***** Text section *****

A new nonprofit ministry is holding a Comedy Café on Oct. 4 to raise funds and awareness about its efforts to reach out to hurting and troubled teens.
Deliver Hope has been in existence for about a year but only recently received its official nonprofit status. Daniel Tyler of Conway is the founder and executive director of the ministry and explained how it came about.
Tyler grew up in Conway as an at-risk young person. His difficulty with making right decisions resulted in being in and out of the Faulkner County Detention Center. As a senior in high school, he became a Christian and realized there was a greater purpose for his life, he said. He began to pursue a life in ministry and spent several years in Wisconsin as a youth pastor. Soon, however, he felt the tug to return to Conway to reach out to those desperate teens still living life in and out of the detention center.
"When hope is brought into a young person’s life, they’ll change the world," he said.

*****

Request 1: In the Deliver Hope article, where did Daniel Tyler spend several years as a youth pastor?
Request 2: Rewrite the stretch of the Deliver Hope article from "A new nonprofit" through "it came about.", replacing "Comedy Café" with "Comedy Night".
The stored listing is not needed here.

***** Data provided *****

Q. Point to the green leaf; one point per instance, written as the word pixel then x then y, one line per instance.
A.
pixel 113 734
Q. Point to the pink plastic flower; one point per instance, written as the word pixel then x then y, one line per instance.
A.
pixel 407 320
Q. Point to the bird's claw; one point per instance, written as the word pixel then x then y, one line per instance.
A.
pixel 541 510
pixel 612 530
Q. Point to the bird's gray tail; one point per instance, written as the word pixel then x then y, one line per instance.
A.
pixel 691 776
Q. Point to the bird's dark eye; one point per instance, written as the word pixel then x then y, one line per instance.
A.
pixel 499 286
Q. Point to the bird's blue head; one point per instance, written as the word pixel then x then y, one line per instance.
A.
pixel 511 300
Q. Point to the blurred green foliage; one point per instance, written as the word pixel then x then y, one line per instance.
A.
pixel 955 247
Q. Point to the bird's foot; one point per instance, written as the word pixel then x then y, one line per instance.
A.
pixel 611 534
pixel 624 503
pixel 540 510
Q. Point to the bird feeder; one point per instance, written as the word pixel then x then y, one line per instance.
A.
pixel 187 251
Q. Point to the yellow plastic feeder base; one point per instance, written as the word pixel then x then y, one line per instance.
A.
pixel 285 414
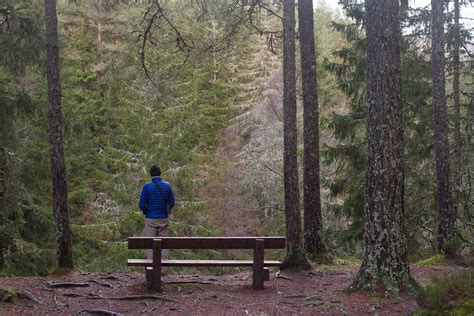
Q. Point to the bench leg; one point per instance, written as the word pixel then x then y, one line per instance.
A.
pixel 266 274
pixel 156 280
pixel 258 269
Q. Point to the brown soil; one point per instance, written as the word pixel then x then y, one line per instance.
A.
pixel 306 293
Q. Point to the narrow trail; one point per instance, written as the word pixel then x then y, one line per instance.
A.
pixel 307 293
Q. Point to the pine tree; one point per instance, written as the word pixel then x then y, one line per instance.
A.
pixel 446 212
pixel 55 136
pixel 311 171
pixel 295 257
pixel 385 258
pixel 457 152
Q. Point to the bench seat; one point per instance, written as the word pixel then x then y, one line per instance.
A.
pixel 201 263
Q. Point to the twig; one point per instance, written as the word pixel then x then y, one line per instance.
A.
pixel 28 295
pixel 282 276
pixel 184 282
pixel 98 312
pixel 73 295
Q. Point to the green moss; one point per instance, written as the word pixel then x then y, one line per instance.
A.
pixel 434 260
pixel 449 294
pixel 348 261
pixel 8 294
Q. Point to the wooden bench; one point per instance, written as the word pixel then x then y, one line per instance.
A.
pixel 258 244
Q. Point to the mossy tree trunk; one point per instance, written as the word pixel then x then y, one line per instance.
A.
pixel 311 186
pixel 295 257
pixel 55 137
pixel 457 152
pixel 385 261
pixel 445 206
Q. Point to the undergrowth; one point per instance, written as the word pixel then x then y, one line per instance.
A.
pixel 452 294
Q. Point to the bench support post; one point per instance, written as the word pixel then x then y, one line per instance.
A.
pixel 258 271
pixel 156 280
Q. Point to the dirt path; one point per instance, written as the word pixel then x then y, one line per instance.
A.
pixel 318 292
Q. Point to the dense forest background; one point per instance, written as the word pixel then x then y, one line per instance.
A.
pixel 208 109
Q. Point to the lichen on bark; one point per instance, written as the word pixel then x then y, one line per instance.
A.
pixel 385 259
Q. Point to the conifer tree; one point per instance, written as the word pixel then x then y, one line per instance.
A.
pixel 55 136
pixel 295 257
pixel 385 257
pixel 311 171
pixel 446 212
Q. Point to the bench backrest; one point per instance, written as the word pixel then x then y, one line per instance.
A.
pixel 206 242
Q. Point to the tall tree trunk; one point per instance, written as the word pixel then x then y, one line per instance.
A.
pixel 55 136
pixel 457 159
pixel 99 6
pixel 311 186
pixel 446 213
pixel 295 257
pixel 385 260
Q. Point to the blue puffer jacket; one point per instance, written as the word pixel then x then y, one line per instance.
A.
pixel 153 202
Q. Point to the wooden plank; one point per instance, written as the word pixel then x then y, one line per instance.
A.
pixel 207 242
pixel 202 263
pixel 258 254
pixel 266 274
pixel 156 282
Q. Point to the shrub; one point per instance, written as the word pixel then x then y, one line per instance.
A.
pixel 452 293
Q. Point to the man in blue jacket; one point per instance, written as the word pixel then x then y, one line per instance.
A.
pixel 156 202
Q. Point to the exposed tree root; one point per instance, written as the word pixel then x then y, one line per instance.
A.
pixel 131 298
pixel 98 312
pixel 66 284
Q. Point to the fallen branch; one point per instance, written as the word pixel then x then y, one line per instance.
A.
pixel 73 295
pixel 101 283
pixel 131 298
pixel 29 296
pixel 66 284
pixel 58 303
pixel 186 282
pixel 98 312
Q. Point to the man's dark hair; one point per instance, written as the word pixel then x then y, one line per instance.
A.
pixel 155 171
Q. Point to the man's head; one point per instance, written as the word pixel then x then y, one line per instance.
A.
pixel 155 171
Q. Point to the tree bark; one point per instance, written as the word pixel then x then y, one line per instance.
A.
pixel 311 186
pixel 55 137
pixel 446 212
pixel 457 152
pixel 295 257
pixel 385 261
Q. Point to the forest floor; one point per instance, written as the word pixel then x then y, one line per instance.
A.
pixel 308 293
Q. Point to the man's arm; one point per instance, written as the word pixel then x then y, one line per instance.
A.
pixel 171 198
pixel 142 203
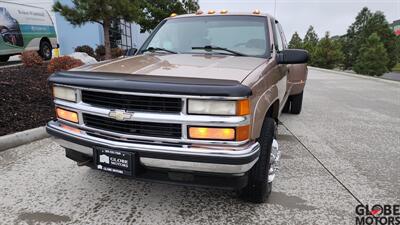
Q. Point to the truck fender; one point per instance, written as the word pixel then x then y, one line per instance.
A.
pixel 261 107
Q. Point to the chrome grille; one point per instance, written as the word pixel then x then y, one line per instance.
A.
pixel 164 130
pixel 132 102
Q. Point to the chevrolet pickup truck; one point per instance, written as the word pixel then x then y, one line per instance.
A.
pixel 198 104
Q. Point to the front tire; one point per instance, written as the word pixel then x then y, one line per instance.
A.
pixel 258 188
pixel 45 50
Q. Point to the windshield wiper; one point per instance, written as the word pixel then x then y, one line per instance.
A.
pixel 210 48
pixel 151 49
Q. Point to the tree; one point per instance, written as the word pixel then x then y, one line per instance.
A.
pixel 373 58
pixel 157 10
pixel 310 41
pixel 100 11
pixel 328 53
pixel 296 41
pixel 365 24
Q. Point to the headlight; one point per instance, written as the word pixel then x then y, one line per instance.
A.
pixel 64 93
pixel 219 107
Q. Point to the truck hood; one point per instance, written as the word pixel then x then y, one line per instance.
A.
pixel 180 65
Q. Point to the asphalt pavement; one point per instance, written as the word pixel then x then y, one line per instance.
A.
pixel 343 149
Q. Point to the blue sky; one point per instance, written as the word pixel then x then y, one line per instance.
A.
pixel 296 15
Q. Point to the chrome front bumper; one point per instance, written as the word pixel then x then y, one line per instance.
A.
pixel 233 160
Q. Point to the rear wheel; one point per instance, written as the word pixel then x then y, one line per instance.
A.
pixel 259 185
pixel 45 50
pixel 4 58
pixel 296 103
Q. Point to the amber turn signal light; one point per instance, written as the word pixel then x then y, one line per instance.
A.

*****

Task result 1: In Wisconsin.

Task result 2:
A new nonprofit ministry is holding a Comedy Night on Oct. 4 to raise funds and awareness about its efforts to reach out to hurting and troubled teens.
Deliver Hope has been in existence for about a year but only recently received its official nonprofit status. Daniel Tyler of Conway is the founder and executive director of the ministry and explained how it came about.